WHAT THIS TASK INVOLVES - Repeat every record exactly, but omit the images.

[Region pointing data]

[Start of Attachment]

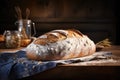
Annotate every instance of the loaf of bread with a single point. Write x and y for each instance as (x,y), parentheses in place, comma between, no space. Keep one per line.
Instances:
(60,45)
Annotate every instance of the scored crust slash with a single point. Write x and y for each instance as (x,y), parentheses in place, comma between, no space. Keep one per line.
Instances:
(60,45)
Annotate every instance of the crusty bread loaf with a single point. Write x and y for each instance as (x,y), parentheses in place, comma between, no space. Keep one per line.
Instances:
(60,45)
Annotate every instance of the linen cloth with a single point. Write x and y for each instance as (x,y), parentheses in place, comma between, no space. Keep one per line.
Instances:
(16,65)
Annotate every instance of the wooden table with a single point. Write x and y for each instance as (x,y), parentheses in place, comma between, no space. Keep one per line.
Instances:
(101,71)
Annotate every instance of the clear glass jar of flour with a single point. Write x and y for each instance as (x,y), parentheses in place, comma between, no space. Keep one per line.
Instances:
(12,38)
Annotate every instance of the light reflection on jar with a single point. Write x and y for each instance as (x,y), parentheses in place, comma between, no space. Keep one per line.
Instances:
(12,39)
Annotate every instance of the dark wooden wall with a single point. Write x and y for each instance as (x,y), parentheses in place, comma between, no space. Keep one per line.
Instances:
(96,18)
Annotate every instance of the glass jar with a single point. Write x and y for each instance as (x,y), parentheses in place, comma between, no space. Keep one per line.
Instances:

[End of Attachment]

REPLY TO THE TASK -
Annotate every instance of the loaf of bread with a single point. Write x and y for each instance as (x,y), parentheses in place, comma between, no space. Keep one per line.
Instances:
(60,45)
Annotate every instance of the scored crust slash with a single point. Write x and y for each instance as (x,y), parentheses in place, comma between, no space. Keep one per line.
Instances:
(60,45)
Annotate every instance of the crusty bread loaf with a single point. Write x and y for each instance as (x,y), parentheses in place, comma between, no space. Keep one per line.
Instances:
(60,45)
Annotate every instance of the linen cloth with a single point. Write x and y for each instance as (x,y), parentheses in place, comma between, no space. Keep one per line.
Instances:
(16,65)
Annotate every instance of the wooden table with a single point. Write x and y for each instance as (x,y), parentheses in place, comma between, no space. Keep one per line.
Instances:
(101,71)
Annotate every instance of the clear glass jar of flour with a single point. Write x and y for each instance as (x,y), parentheses in place, comma between, no space. Keep one per line.
Instances:
(12,38)
Annotate every instance of the light reflection on jar with a single point. Write x and y for each instance as (x,y), parentheses in place, comma between, no space. Keep one per line.
Instances:
(12,39)
Annotate every instance of the dark wooden wall with a single point. Write x and y for each instance as (x,y), parentheses in place, comma between, no space. Keep one per line.
Instances:
(96,18)
Annotate every instance of the glass jar with a single point. Write x and y for each instance as (x,y), parentheses in place, comma between, no space. Keep one per line.
Instances:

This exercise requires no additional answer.